- [The request]
Collect every line in the rows below that contains the string "boot".

>> Start Exercise data

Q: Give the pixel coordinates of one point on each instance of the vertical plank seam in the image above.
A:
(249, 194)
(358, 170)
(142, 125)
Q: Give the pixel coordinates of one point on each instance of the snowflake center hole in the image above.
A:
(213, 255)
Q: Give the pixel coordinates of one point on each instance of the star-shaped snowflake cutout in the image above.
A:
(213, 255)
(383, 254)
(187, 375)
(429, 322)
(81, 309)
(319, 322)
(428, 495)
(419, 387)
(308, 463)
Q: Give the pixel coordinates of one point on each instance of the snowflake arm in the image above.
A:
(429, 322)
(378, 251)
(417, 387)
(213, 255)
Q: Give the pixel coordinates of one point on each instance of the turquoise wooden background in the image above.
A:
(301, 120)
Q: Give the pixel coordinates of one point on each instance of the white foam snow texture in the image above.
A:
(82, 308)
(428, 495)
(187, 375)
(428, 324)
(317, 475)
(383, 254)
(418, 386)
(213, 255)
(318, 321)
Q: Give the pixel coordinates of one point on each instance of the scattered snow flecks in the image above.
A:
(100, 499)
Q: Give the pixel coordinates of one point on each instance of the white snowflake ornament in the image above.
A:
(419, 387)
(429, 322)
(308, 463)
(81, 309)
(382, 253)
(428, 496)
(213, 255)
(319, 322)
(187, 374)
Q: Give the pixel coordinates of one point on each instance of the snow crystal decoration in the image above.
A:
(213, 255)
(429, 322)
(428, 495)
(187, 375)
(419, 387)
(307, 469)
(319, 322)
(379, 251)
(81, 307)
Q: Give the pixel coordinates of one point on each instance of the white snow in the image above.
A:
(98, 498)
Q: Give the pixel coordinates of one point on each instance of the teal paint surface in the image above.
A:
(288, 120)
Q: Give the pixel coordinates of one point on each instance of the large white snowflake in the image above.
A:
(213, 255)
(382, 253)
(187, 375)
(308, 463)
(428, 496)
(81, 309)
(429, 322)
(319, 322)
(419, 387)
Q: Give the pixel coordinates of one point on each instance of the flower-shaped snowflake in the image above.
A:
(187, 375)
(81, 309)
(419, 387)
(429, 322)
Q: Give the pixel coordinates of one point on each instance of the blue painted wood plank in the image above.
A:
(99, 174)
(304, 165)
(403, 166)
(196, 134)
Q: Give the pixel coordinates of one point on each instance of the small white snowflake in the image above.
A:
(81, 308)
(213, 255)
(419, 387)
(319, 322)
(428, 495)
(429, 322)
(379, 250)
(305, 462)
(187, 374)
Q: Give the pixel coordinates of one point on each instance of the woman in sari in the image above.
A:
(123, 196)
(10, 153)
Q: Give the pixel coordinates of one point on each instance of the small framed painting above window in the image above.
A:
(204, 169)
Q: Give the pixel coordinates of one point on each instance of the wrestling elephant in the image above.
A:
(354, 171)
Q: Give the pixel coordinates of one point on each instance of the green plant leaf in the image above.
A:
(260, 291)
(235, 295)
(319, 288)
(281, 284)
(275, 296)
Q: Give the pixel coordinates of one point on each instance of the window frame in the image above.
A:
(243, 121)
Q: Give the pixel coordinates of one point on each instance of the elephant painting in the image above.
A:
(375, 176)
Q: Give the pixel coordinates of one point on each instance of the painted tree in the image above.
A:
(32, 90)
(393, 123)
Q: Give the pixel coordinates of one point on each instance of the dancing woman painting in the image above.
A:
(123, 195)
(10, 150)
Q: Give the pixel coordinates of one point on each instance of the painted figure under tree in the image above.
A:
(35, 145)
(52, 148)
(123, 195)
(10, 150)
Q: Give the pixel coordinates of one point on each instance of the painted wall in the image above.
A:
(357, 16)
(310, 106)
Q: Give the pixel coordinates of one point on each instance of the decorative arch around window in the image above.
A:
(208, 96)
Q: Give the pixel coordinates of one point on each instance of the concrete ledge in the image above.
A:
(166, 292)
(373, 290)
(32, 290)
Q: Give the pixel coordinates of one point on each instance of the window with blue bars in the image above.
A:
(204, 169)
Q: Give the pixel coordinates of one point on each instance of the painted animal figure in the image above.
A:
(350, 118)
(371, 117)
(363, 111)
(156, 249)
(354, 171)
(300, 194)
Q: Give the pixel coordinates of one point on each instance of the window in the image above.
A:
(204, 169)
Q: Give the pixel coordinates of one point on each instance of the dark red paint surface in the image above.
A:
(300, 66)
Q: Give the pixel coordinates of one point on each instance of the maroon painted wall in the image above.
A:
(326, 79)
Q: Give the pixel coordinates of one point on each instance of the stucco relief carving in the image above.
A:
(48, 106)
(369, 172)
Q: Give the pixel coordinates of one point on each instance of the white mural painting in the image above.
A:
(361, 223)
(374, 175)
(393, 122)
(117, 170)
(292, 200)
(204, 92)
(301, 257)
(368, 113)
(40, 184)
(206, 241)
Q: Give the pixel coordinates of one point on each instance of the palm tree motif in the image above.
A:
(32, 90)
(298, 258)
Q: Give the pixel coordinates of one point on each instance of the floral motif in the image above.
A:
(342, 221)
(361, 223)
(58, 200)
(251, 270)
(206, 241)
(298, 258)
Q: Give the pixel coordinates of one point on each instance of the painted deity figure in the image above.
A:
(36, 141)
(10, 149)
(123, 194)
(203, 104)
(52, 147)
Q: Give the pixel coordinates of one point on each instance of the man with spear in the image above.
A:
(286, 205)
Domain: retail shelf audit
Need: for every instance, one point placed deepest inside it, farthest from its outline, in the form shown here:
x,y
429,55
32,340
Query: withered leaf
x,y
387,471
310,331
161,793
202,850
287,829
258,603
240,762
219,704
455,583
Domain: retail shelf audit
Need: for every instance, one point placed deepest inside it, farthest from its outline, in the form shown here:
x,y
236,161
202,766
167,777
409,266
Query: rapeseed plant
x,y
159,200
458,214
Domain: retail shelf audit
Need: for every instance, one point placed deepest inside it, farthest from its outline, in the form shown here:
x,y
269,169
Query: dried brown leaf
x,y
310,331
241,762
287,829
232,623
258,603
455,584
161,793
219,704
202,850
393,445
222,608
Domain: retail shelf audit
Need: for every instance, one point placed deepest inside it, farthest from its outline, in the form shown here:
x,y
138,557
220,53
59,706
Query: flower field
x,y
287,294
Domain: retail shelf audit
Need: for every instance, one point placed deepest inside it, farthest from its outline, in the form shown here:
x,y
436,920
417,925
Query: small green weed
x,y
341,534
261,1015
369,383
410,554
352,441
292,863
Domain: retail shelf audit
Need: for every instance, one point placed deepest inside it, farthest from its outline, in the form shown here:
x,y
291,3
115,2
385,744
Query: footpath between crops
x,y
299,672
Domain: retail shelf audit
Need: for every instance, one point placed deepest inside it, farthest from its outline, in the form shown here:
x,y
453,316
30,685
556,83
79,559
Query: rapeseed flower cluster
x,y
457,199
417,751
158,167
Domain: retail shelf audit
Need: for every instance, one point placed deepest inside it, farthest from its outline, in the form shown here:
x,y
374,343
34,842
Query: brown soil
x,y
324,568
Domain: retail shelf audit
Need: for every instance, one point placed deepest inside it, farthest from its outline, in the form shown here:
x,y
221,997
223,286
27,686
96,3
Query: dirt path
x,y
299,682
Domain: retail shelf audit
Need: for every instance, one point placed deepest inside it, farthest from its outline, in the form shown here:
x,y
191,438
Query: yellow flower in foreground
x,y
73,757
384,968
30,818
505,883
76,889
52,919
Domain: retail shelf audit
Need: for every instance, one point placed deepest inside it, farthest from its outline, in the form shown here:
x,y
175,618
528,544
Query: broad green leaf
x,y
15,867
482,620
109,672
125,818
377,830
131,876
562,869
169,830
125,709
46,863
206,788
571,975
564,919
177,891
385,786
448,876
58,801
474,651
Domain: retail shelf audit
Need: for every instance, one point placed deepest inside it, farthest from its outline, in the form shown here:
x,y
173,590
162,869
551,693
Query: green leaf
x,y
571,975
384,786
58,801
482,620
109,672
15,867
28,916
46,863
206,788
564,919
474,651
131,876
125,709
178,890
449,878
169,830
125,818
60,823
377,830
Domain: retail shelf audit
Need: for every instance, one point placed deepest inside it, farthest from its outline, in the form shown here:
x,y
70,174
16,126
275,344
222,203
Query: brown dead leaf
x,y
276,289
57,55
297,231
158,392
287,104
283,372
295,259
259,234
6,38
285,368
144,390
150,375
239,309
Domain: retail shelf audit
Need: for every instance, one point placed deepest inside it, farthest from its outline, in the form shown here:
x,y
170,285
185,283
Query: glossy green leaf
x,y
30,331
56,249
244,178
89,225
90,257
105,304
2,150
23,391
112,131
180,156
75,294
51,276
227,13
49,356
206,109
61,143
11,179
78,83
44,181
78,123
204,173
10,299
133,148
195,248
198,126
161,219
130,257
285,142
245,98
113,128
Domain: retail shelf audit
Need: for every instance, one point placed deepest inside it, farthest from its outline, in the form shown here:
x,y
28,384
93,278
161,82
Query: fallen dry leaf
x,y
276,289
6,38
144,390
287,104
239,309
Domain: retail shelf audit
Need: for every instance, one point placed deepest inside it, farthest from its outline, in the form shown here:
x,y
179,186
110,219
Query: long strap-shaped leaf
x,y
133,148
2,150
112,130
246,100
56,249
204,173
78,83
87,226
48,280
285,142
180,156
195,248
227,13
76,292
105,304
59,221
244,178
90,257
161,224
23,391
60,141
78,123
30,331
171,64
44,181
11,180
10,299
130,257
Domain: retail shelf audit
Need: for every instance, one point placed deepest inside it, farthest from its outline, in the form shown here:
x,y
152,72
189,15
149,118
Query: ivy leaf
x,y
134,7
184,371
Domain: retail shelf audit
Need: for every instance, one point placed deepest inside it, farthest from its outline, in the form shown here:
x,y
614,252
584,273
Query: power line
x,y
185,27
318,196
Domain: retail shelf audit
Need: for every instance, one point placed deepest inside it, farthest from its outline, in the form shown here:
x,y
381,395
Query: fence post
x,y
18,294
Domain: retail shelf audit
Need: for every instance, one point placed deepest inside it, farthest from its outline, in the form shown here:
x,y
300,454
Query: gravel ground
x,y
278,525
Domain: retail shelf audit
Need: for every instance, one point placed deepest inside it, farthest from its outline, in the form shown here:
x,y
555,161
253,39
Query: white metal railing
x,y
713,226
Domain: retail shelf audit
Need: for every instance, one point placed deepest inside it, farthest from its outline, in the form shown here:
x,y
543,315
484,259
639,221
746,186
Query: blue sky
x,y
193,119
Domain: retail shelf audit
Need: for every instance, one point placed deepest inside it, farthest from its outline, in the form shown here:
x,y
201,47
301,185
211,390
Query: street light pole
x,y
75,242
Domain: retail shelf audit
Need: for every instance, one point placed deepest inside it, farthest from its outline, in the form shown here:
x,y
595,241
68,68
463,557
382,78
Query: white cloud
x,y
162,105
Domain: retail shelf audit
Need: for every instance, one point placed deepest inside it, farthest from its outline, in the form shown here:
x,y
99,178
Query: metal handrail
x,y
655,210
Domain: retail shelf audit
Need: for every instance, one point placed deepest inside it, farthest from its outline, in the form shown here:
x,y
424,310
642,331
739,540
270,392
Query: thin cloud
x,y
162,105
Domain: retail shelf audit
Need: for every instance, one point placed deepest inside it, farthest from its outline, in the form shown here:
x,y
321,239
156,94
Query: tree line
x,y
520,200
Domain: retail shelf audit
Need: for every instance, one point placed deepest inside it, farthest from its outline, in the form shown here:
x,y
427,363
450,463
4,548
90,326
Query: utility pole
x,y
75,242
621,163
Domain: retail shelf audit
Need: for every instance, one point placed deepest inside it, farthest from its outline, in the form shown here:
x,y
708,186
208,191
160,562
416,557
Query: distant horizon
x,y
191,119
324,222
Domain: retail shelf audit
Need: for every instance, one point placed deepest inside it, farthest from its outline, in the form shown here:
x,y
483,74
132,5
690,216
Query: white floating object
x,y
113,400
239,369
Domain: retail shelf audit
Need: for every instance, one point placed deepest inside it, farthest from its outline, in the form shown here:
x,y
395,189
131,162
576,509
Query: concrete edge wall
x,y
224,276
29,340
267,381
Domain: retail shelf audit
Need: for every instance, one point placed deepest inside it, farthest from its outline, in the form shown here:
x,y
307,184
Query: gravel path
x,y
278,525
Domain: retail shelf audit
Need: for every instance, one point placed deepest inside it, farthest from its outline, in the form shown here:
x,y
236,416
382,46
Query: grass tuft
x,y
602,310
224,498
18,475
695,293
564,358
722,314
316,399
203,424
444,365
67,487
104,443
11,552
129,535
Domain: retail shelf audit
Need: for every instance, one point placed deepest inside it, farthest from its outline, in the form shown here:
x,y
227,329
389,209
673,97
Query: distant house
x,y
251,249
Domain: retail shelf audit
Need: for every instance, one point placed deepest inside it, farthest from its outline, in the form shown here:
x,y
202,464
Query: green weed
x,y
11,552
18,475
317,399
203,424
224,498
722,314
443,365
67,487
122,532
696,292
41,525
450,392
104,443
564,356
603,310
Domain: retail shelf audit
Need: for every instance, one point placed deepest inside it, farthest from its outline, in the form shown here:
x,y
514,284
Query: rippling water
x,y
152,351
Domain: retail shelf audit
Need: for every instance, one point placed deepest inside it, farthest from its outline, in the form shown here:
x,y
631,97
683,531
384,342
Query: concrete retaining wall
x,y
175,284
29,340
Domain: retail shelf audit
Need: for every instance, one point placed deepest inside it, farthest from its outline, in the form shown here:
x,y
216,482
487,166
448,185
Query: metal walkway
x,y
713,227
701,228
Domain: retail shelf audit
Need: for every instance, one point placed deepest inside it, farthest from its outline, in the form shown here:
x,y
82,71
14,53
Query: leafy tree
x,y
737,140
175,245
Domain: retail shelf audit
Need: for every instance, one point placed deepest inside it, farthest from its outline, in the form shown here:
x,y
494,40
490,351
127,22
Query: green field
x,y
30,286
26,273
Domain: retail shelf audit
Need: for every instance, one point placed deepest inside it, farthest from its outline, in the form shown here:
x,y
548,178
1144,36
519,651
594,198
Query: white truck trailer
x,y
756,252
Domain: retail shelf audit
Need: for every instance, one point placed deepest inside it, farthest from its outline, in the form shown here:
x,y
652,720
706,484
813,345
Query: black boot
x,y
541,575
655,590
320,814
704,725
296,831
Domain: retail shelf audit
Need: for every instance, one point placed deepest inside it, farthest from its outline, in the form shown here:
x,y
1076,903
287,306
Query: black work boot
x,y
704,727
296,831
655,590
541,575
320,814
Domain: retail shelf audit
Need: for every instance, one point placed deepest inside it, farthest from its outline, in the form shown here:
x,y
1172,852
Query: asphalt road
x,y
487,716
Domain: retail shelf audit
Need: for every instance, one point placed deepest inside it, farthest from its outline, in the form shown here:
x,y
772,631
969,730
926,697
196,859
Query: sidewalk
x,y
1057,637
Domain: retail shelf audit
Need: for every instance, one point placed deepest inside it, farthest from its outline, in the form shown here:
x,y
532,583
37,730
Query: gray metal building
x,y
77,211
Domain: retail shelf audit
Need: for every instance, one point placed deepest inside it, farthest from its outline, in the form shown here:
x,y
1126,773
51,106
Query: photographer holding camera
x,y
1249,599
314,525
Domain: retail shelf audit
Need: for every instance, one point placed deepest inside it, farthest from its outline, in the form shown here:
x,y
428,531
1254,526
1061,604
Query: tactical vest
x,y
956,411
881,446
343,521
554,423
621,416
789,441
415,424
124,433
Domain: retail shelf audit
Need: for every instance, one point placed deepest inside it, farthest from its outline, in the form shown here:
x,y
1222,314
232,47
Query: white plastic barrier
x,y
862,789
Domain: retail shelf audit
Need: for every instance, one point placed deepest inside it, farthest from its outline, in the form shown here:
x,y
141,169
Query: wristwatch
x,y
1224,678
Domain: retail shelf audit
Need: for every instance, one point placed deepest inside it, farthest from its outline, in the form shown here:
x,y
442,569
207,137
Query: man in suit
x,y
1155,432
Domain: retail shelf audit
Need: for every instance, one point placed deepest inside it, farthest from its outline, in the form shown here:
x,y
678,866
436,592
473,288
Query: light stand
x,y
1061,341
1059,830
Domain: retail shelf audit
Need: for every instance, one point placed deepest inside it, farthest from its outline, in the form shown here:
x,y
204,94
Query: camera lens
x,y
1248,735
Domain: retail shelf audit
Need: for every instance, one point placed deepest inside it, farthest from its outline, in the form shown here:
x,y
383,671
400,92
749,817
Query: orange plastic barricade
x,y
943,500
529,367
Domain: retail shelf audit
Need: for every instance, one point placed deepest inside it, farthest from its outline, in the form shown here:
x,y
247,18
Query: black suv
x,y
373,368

>> End Exercise data

- [Answer to the problem]
Query: black boot
Query: black work boot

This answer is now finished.